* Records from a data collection
==============================

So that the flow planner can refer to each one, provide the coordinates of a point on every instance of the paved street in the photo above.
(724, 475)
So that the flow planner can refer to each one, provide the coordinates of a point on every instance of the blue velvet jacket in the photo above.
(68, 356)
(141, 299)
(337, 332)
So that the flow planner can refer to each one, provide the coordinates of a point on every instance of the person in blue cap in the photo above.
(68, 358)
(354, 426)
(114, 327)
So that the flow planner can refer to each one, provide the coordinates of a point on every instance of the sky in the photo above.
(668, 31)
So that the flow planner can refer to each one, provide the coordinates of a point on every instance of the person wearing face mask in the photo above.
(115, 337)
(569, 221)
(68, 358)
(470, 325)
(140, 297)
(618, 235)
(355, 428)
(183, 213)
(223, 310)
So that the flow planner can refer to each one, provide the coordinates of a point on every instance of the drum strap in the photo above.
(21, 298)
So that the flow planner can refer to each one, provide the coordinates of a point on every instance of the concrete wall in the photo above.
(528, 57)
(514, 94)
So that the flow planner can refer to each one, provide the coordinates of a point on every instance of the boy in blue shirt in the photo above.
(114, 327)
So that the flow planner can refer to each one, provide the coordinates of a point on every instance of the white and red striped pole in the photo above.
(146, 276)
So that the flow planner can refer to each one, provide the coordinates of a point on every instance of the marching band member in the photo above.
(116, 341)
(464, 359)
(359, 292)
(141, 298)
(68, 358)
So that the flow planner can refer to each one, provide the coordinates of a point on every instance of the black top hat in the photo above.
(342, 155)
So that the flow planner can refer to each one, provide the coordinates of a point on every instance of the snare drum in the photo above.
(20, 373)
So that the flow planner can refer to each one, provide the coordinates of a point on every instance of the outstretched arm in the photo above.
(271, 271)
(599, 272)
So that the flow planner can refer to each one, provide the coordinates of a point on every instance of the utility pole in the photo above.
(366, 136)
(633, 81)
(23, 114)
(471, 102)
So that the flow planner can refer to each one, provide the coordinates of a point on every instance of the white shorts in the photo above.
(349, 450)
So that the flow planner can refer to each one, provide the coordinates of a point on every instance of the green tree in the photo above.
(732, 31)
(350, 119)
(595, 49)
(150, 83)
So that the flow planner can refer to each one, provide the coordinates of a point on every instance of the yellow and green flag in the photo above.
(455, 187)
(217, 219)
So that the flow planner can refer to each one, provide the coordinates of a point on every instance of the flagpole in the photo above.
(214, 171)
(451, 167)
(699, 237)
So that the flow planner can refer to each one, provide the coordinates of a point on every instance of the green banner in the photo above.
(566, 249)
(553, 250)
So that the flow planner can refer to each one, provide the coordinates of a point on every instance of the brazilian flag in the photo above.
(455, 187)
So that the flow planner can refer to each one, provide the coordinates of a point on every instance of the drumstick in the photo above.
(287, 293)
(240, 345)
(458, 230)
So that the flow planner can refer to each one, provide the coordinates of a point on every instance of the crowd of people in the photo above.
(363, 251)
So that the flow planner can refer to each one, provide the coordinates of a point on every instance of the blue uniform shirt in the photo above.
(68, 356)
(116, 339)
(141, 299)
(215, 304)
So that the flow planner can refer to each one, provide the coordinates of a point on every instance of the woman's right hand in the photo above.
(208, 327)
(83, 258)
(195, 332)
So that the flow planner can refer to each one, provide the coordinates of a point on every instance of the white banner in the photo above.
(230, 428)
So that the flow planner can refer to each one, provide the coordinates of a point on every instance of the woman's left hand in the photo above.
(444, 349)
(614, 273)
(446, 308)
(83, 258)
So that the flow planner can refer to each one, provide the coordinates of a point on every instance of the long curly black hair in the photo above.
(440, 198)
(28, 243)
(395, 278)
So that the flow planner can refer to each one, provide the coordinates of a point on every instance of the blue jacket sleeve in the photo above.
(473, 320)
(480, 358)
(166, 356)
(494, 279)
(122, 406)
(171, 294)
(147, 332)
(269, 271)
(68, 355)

==============================

* Task statement
Please write out all the data above, exactly as it reads.

* Your response
So that the flow planner can refer to each one, provide the coordinates of a point on every instance of the paved street in the photo above.
(724, 475)
So that the flow planner can refer to each one, provide the coordinates of a point on every instance of the blue velvet jacket in the photo above.
(68, 356)
(141, 299)
(337, 332)
So that the flow planner can refer to each one, provide the coordinates of a point on every instance of the person in blue cap in the photo above.
(68, 358)
(354, 426)
(114, 327)
So that the flow planner can refer to each one, provide the coordinates of a point on every instance of the sky in the photo above.
(668, 31)
So that the flow planner can refer to each one, provide the coordinates of a point on every instance of the person wearing face mask in the photo above.
(115, 337)
(569, 221)
(68, 358)
(470, 325)
(140, 297)
(618, 235)
(355, 428)
(183, 213)
(223, 310)
So that the flow planner can refer to each one, provide the coordinates of a point on every instance of the drum strap in the photo above.
(21, 298)
So that the flow planner can refer to each one, provide the coordinates of a point on every instance of the concrete wall in the photo above.
(528, 57)
(514, 94)
So that the flow planner can refer to each one, provide the coordinates of a point on every instance of the boy in blue shirt in the photo above.
(114, 327)
So that the flow planner can refer to each one, provide the coordinates of a point on every instance of the white and red striped pole in the photo above.
(146, 276)
So that the flow planner can refer to each one, provide the coordinates of a point on every instance of the marching band member in the photo above.
(116, 341)
(464, 359)
(359, 292)
(141, 298)
(68, 358)
So that the flow planner can refer to each one, provide the coordinates of a point on every instance of the black top hat in the photo above.
(342, 155)
So that the flow planner can refer to each one, provide the coordinates of a point on every instance of the snare drum in the photo above.
(20, 373)
So that the flow planner can refer to each one, provide the coordinates of a point on every instance of the outstretched arm in the photo above.
(271, 271)
(599, 272)
So that the flow planner can refer to each one, provide the coordinates of a point on every instance of the utility pole in the photo above.
(366, 136)
(633, 81)
(23, 114)
(471, 102)
So that the flow planner can refer to each one, provide the coordinates of a point on every instance of the white shorts in the photo above.
(349, 450)
So that the flow planner can refer to each one, provide the coordinates of a point on every instance of the green tree in the photo above.
(732, 31)
(350, 119)
(595, 49)
(150, 83)
So that the flow planner can refer to each one, provide the coordinates of a point on every instance of the yellow and green flag in the photo above.
(455, 187)
(217, 219)
So that the flow planner can refer to each one, provide the coordinates of a point on every instance of the flagpole in the photo above.
(214, 171)
(451, 167)
(699, 237)
So that the flow planner can refer to each one, provide the coordinates of a point on every instance of the green banner in the photo above.
(566, 249)
(553, 250)
So that the flow planner can refer to each one, provide the coordinates of a point on every instance of the brazilian flag in the photo above.
(455, 187)
So that the flow planner can refer to each one, provide the coordinates of a point on every instance of the drumstick in the photo above.
(287, 293)
(240, 345)
(458, 230)
So that the flow planner can refer to each one, provide the coordinates of a point on every instance of the crowd of people in the photo above.
(363, 251)
So that the flow planner can refer to each one, provide the coordinates of a point on every instance of the blue uniform shirt in the photo above.
(68, 356)
(116, 339)
(141, 299)
(215, 304)
So that the flow planner can refer to each one, provide the coordinates of a point on every instance of the woman's right hand in the photo above.
(208, 327)
(83, 258)
(195, 332)
So that the flow planner can refer to each one, provide the coordinates of a point on every instance of the white banner in the photo above.
(230, 428)
So that the flow planner can refer to each one, provide the coordinates of a point on every instance of the woman's left hand in the photo above.
(444, 349)
(614, 273)
(446, 308)
(83, 258)
So that the flow planner can refer to each one, provide the coordinates of a point on every instance of the long curly black hair in the photo above.
(440, 198)
(28, 243)
(395, 278)
So that the flow planner can refer to each one, provide the coordinates of a point on every instance of the blue jacket sleeve in the photo above.
(473, 320)
(480, 358)
(166, 356)
(494, 279)
(122, 406)
(171, 294)
(147, 332)
(269, 271)
(68, 355)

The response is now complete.